→ **文書の一節**:

手足共に初歩から段階的で適切な曲が豊富に盛り込んであり、また読み物としても興味深い事柄が沢山書かれています。
巻末にはシステマティックな音階練習曲ががっつりあり、付録としてコース別等級オルガン曲の目安、有名なオルガンのディスポジションの紹介など、一生モノの本です。
自分にとっては初めての入門書として巡り合いましたが、できればずっと手元に置いておきたい教本です。
オルガン演奏法
カワイ音楽教室/編
河合楽器製作所・出版事業部 1987 183P
入門書と言いながらバロック作品の有名どころのみならず、ラインハルトの練習曲からメンデルスゾーンやフランクの名曲までしっかり収録されており、次葉の「オルガニスト・マニュアル」に負けず劣らないボリュームがあります。
店頭で見かけることはまずありませんが、カワイのチャーチオルガンスタッフブログで紹介されていましたので、本家からは入手可能なのかな。
特徴としては、最終章に「電子オルガンへの応用」として、ポピュラーモデルの電子オルガンを想定した取組みについて考察しています。現在の主流はサンプリングオルガンに様変わりしていますが、考え方はそんなに変わっていないのかも知れません。
速修ペダル専科 ~教会オルガニストのための
リチャード・ヘンリー・コールマン 著
パックスビジョン 1992.11 24p
ドクター?コールマンによる、人間工学的観点から編み出された「タッチペダリングメソッド」の要点を編集し、説明を拡張したものとうたわれています。
アマチュアのサンデーオルガニストを対象に、奏楽演奏に必要な最低限度のペダリング技術を修得するためとはっきり書かれており、ある意味スガスガしい(笑)。
PCのブラインドタッチになぞらえ、黒鍵の間をホームポジションとして覚え、基準となるガイドキーを拠り所に音を取っていくメソッドとなっています。
本当は時間を掛けて両足の複合的な感覚を身に着けるのが理想でしょうが、オルガン奏楽を迫られたピアニストには最適な教本だと思います。
オルガニスト・マニュアル
ロジャー・E.デイヴィス 著 藤野薫 訳
パックスアーレン 1993 209P
オルガンの教則本として一番広く使われている本だと思います。
本家パックスマートでは品切れとなっていますが、中古本を含め市場で流通しており入手は困難ではありません。
入門書としては文句なく、楽器の構造・用語集などに及ぶオルガンに関する事項を細大漏らさずカバーしています。
掲載されている曲も手鍵盤用が26曲・ペダル付が40曲と圧巻のボリュームで、ロマン派・近代の作品も多く取り上げられており、なかなか攻略するのは手ごわいです。

→ **課題 1**:
上のオルガン教本の紹介文について、次の問いに答えてください。
(a) 『オルガン演奏法』は何年に出版されたか。
(b) 『速修ペダル専科』のメソッドで、ホームポジションとして覚えるのはどこか。
(c) 『オルガニスト・マニュアル』に載っているペダル付の曲は何曲か。
→ **課題 2**: 上のオルガン教本の紹介文のうち、「店頭で見かけることはまずあり」から「したものとうたわれています。」までを一字一句変えずに書き出してください。
後に続くリストは、オルガン教本の紹介文とは関係がありません。

→ **データ抜粋**:
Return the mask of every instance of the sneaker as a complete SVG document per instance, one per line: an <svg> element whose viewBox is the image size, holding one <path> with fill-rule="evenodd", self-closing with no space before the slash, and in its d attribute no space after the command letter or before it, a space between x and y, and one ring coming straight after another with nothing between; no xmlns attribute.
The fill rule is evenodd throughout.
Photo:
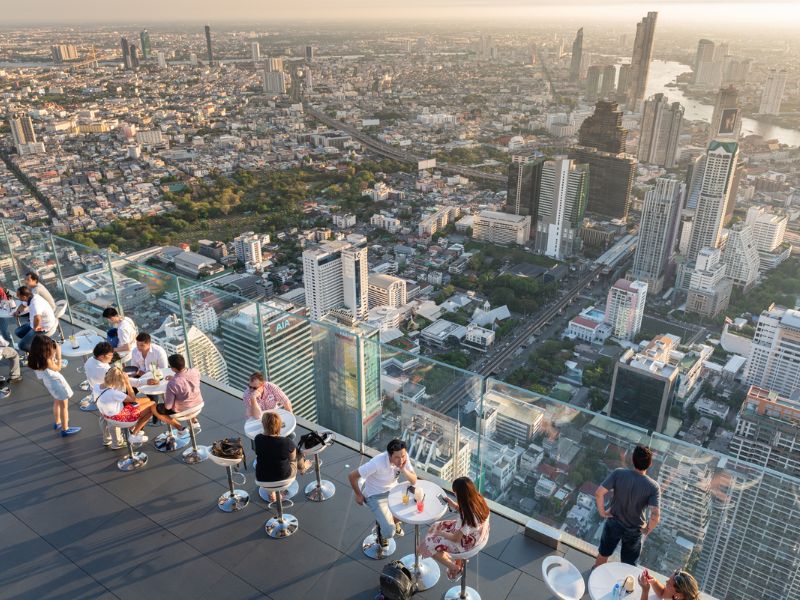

→ **解答 1**:
(a) 1987年
(b) 黒鍵の間
(c) 40曲

→ **解答 2**:
店頭で見かけることはまずありませんが、カワイのチャーチオルガンスタッフブログで紹介されていましたので、本家からは入手可能なのかな。
特徴としては、最終章に「電子オルガンへの応用」として、ポピュラーモデルの電子オルガンを想定した取組みについて考察しています。現在の主流はサンプリングオルガンに様変わりしていますが、考え方はそんなに変わっていないのかも知れません。
速修ペダル専科 ~教会オルガニストのための
リチャード・ヘンリー・コールマン 著
パックスビジョン 1992.11 24p
ドクター?コールマンによる、人間工学的観点から編み出された「タッチペダリングメソッド」の要点を編集し、説明を拡張したものとうたわれています。